[Image annotation data]
··········

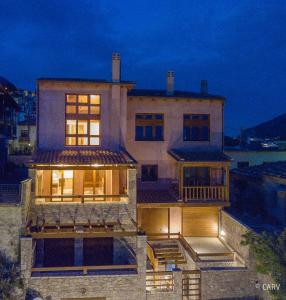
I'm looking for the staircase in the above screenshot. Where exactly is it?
[0,184,21,203]
[152,240,187,266]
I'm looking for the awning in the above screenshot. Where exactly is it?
[168,149,231,162]
[31,149,136,166]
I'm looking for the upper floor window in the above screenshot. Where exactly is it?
[183,114,210,141]
[141,165,158,181]
[65,94,100,146]
[135,114,164,141]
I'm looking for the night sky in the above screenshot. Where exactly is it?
[0,0,286,134]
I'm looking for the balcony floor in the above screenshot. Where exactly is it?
[184,237,231,255]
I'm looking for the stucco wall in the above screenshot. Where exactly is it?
[38,81,127,149]
[126,97,223,178]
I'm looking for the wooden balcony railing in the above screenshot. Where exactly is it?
[35,194,128,204]
[146,242,159,271]
[183,185,228,202]
[32,264,137,275]
[146,271,174,292]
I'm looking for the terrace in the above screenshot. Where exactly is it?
[28,231,140,277]
[32,150,134,204]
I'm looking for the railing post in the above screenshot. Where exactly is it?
[173,269,183,299]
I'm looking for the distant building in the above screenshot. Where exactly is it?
[0,53,270,300]
[14,90,37,122]
[0,77,18,176]
[8,119,37,165]
[225,148,286,169]
[231,160,286,226]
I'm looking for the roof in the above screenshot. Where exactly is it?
[128,89,225,100]
[137,189,179,203]
[0,76,17,92]
[0,90,19,111]
[231,161,286,179]
[31,149,136,165]
[38,77,135,84]
[18,118,36,126]
[168,149,230,162]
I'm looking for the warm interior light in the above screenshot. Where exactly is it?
[64,170,73,179]
[91,164,104,168]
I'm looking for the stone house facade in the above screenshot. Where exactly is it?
[0,54,272,300]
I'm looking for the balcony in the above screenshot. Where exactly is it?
[35,168,129,204]
[31,233,137,277]
[183,186,228,202]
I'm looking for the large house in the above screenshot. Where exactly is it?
[15,54,266,300]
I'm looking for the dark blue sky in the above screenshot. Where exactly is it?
[0,0,286,134]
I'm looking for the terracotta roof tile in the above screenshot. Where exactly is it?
[137,189,179,203]
[231,161,286,179]
[31,149,136,165]
[168,149,230,162]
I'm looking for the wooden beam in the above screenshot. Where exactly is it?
[30,231,137,239]
[137,200,230,208]
[32,264,137,274]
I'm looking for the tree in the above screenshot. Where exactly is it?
[241,229,286,300]
[0,251,23,300]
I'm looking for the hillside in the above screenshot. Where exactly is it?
[243,113,286,139]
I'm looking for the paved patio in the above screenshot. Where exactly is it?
[184,237,231,255]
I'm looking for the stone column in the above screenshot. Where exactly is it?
[74,238,83,266]
[36,239,45,267]
[20,237,34,285]
[173,269,183,299]
[127,169,137,226]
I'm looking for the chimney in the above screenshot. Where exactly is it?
[112,53,121,82]
[201,80,208,95]
[167,71,174,95]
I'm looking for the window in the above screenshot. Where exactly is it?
[51,170,74,201]
[83,170,105,195]
[183,167,210,186]
[65,95,100,146]
[135,114,164,141]
[183,114,210,141]
[141,165,158,181]
[237,161,249,169]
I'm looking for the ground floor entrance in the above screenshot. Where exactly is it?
[138,207,220,237]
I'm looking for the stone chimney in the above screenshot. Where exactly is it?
[112,53,121,82]
[167,71,174,95]
[201,80,208,95]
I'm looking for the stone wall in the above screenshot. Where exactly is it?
[0,179,31,260]
[146,270,182,300]
[30,169,136,230]
[201,269,259,300]
[0,204,22,260]
[219,210,274,299]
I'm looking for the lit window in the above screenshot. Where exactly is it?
[67,120,76,134]
[135,114,164,141]
[90,120,99,135]
[77,120,88,135]
[183,114,210,141]
[78,95,88,103]
[65,95,100,146]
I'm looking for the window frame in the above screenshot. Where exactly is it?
[65,93,102,147]
[141,164,159,182]
[183,113,211,142]
[134,112,165,142]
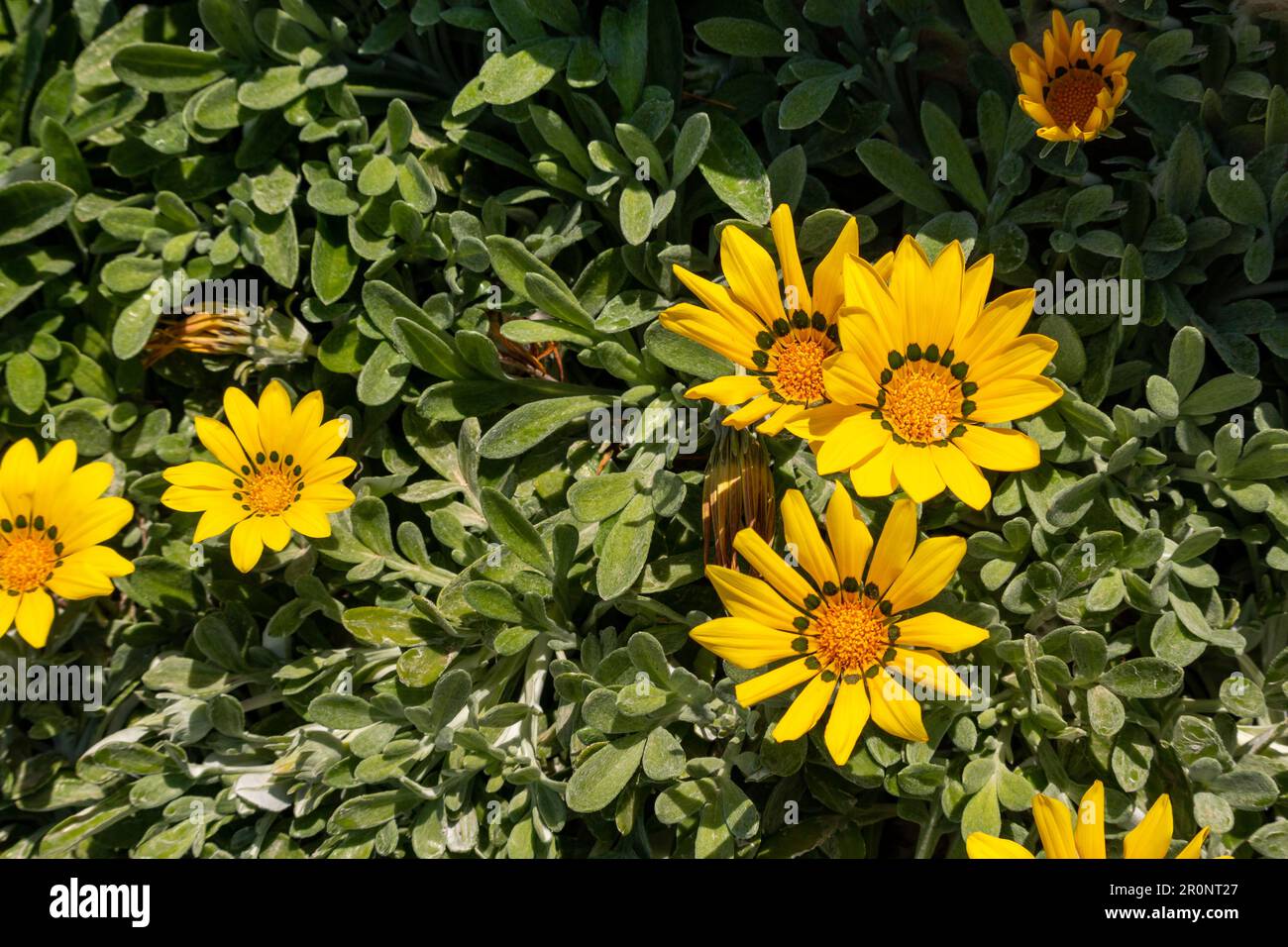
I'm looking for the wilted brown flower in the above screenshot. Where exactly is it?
[702,425,777,569]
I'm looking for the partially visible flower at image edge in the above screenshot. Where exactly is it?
[1012,10,1136,142]
[787,237,1064,509]
[966,780,1229,858]
[690,487,988,766]
[0,438,134,648]
[161,381,357,573]
[660,204,859,434]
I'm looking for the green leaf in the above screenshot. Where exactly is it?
[0,180,76,246]
[965,0,1015,58]
[1180,374,1261,416]
[480,487,554,575]
[921,99,988,214]
[693,17,787,56]
[567,733,648,811]
[1167,326,1205,399]
[1208,166,1267,227]
[480,394,612,460]
[112,43,224,93]
[858,139,949,214]
[595,493,654,599]
[1100,657,1184,698]
[698,113,772,224]
[4,352,46,415]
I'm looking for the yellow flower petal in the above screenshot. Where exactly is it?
[224,388,267,459]
[780,489,841,588]
[971,377,1064,424]
[60,462,116,510]
[282,499,332,539]
[259,517,291,553]
[1124,793,1172,858]
[823,678,872,767]
[1033,795,1078,858]
[823,352,880,406]
[298,483,356,513]
[884,536,966,612]
[927,443,993,510]
[229,518,265,573]
[161,460,236,493]
[774,674,836,743]
[756,404,805,437]
[684,374,765,404]
[827,484,873,582]
[192,497,251,543]
[769,204,814,313]
[886,648,971,698]
[894,445,944,502]
[953,424,1042,471]
[953,288,1037,366]
[864,668,930,743]
[59,496,134,554]
[671,265,765,340]
[966,832,1033,858]
[733,528,815,608]
[0,438,40,515]
[707,566,802,634]
[850,440,899,496]
[0,595,22,637]
[193,417,250,473]
[301,458,358,483]
[864,500,917,592]
[1176,826,1212,858]
[14,588,54,648]
[1073,780,1105,858]
[259,380,295,456]
[818,414,890,474]
[724,394,778,429]
[787,404,854,441]
[287,391,325,445]
[690,618,814,669]
[898,612,988,653]
[734,657,819,707]
[720,226,783,325]
[814,217,859,318]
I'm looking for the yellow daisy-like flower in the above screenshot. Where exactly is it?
[0,438,134,648]
[690,487,988,766]
[161,381,357,573]
[966,780,1226,858]
[661,204,859,434]
[787,237,1064,509]
[1012,10,1136,142]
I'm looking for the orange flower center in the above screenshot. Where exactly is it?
[233,451,304,517]
[774,339,828,404]
[814,601,890,676]
[0,533,61,594]
[881,361,962,445]
[1046,69,1105,129]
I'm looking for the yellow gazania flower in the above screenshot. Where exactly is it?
[0,438,134,648]
[161,381,357,573]
[1012,10,1136,142]
[966,780,1211,858]
[660,204,859,434]
[690,487,988,766]
[787,237,1063,509]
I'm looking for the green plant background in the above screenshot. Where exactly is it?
[0,0,1288,858]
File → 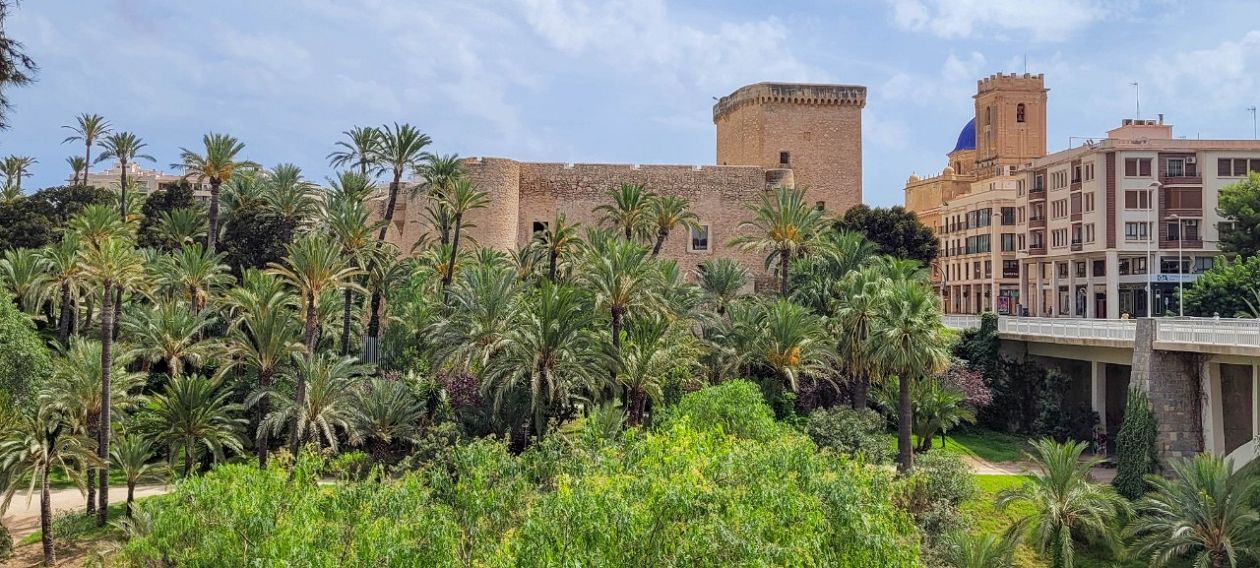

··········

Copy out these lines word for word, covering every record, and omit the pictures.

I'm looking for the staircase in the above screenshot. Where exactly is it?
[0,184,21,203]
[152,240,187,266]
I'm looking for the awning in the above screenshot. Where exactly is it?
[168,149,231,162]
[31,149,136,166]
I'm looking for the upper floor window in the above screenshot. Where exactly is it?
[183,114,210,141]
[141,165,158,181]
[65,94,100,146]
[135,114,164,141]
I'm looking for the night sky in the above screenshot. Where exactly is it?
[0,0,286,134]
I'm looking for the balcony floor in the above screenshot. Where exactly is it?
[184,237,231,255]
I'm looking for the stucco wall in the above screenshot. Where exactly is it?
[38,81,127,149]
[126,97,223,178]
I'm looking for the wooden balcony railing in the above screenshot. Where exactly is it?
[35,194,128,204]
[146,242,159,271]
[183,185,228,202]
[32,264,137,275]
[146,271,174,292]
I'm looking for the terrace in the above screenshot. Where exactly is it?
[28,231,140,277]
[32,150,134,204]
I'm looking for the railing post in the above screenshot. Where exactly is it?
[173,269,183,299]
I'm looking for the distant building in the above screenshot. Where exactly is it?
[0,53,270,300]
[14,90,37,122]
[0,77,18,176]
[8,119,37,165]
[225,148,286,169]
[231,160,286,226]
I'm looking for the roof in the above screenshot. Where exactly is it?
[128,89,225,100]
[137,189,179,203]
[0,76,17,92]
[0,90,19,111]
[231,161,286,179]
[31,149,136,165]
[38,77,135,84]
[18,118,36,126]
[168,149,230,162]
I'm looking for the warm interior light in the above screenshot. Where exactly is it?
[64,170,73,179]
[91,164,104,168]
I'm looking for the stone house facade in the above screenshot. Where exactly is it?
[0,54,272,300]
I'm looking for the balcony in the above screenshot. Where exactly is it?
[35,168,129,204]
[31,233,137,277]
[183,186,228,202]
I'm looking for the large house in the above screenshot. Where exactly is it?
[15,54,266,300]
I'm looking for the dark blue sky in the above screenshot. Where exactly is it?
[0,0,286,134]
I'm looking for the terracotta roof tile in the above screenshot. Where exactly is it?
[137,189,179,203]
[231,161,286,179]
[31,149,136,165]
[168,149,230,162]
I'm looking for the wooden beam in the above screenshot. Where exactly is it?
[30,231,137,239]
[137,200,230,208]
[32,264,137,274]
I'm looking for the tree in the above screenshot. Where exactly is it?
[241,229,286,300]
[0,251,23,300]
I'm looking for the hillside in the above screenshot. Where exactly is it?
[243,113,286,139]
I'm looking for the paved patio in the above screenshot. Where exactly is it?
[184,237,231,255]
I'm looking for the stone column in the above screenshot. Where exactly is it?
[74,238,83,266]
[36,239,45,267]
[20,237,34,285]
[173,269,183,299]
[127,169,137,226]
I'm looking for the chimney in the above screenshot. Where exactly is it?
[112,53,121,82]
[201,80,208,95]
[167,71,174,95]
I'm looking for the window in the above screenshot. Where exactly is it?
[51,170,74,201]
[83,170,105,195]
[183,167,210,186]
[65,95,100,146]
[135,114,164,141]
[183,114,210,141]
[141,165,158,181]
[237,161,249,169]
I'm looking for the ground floor entrance in the above screenshot. Where exactly is it?
[138,207,220,237]
I'm looking for the stone chimney in the above screenshot. Where exactly is it?
[112,53,121,82]
[167,71,174,95]
[201,80,208,95]
I'm looking for the stone wall in the above screenshot. Where exactly is it?
[0,179,31,260]
[146,270,182,300]
[30,169,136,230]
[201,269,259,300]
[0,204,22,260]
[219,210,274,299]
I'm looking for the lit window in the above screenshot. Where exactly is it?
[67,120,76,134]
[135,114,164,141]
[90,120,99,135]
[77,120,88,135]
[183,114,210,141]
[78,95,88,103]
[65,95,100,146]
I'm looking for the window frame in the above screenshot. Where exactly is it?
[65,93,102,147]
[141,164,159,182]
[183,113,211,142]
[134,112,165,142]
I'm looking for the wilted brown flower in the above screenshot. Where exactly is it?
[702,425,777,569]
I'm looking for the partially visible flower at image edge in the above screenshot. Where exactly is it?
[1012,10,1136,142]
[787,237,1064,509]
[966,780,1229,858]
[690,487,988,766]
[0,438,134,648]
[161,381,357,573]
[660,204,859,434]
I'm looking for the green leaf in the above screenshot. Where exactly is it?
[0,180,76,246]
[965,0,1015,58]
[1180,374,1261,416]
[480,487,554,575]
[921,99,988,214]
[693,17,787,56]
[567,733,648,811]
[1167,326,1205,399]
[1208,166,1267,227]
[480,394,612,460]
[112,43,224,93]
[858,139,949,214]
[595,493,654,599]
[1100,657,1184,698]
[698,113,772,224]
[4,352,46,415]
I'm looking for the yellow flower petal in the above screenshot. Where exactly is it?
[224,388,267,459]
[780,489,841,588]
[971,377,1064,424]
[60,462,116,510]
[282,499,332,539]
[259,517,291,553]
[1124,793,1172,858]
[823,678,872,767]
[1033,795,1078,858]
[823,352,880,406]
[298,483,356,513]
[884,536,966,612]
[927,443,993,510]
[229,518,265,573]
[161,460,236,493]
[774,674,836,743]
[756,404,805,437]
[684,374,765,404]
[827,484,873,582]
[192,497,251,543]
[769,204,814,313]
[886,648,971,698]
[894,445,944,502]
[953,424,1042,471]
[953,288,1037,366]
[864,668,930,743]
[59,496,134,554]
[671,265,765,340]
[966,832,1033,858]
[733,528,815,608]
[0,438,40,515]
[707,566,802,634]
[850,440,899,496]
[0,595,22,637]
[193,417,250,473]
[301,458,358,483]
[864,500,917,592]
[1176,826,1212,858]
[14,588,54,648]
[1073,780,1105,858]
[259,380,295,456]
[818,414,890,474]
[724,394,778,429]
[787,404,854,441]
[287,391,325,445]
[690,618,814,669]
[898,612,988,653]
[734,657,819,707]
[720,226,783,325]
[814,217,859,318]
I'm looking for the yellow daisy-like flower in the above screenshot. Where exactly is it?
[0,438,134,648]
[690,487,988,766]
[161,381,357,573]
[966,780,1226,858]
[661,204,859,434]
[787,237,1064,509]
[1012,10,1136,142]
I'm looking for the orange flower center in the above screenshot. Where exactly is it?
[233,451,304,517]
[774,339,828,404]
[814,601,890,676]
[0,533,61,594]
[881,361,962,445]
[1046,69,1105,129]
I'm looking for the yellow gazania flower in the above screenshot. Where exactly is it?
[0,438,134,648]
[161,381,357,573]
[1012,10,1136,142]
[966,780,1211,858]
[660,204,859,434]
[690,487,988,766]
[787,237,1063,509]
I'm looking for the green plant background in the above screenshot. Where exactly is it?
[0,0,1288,858]
File → 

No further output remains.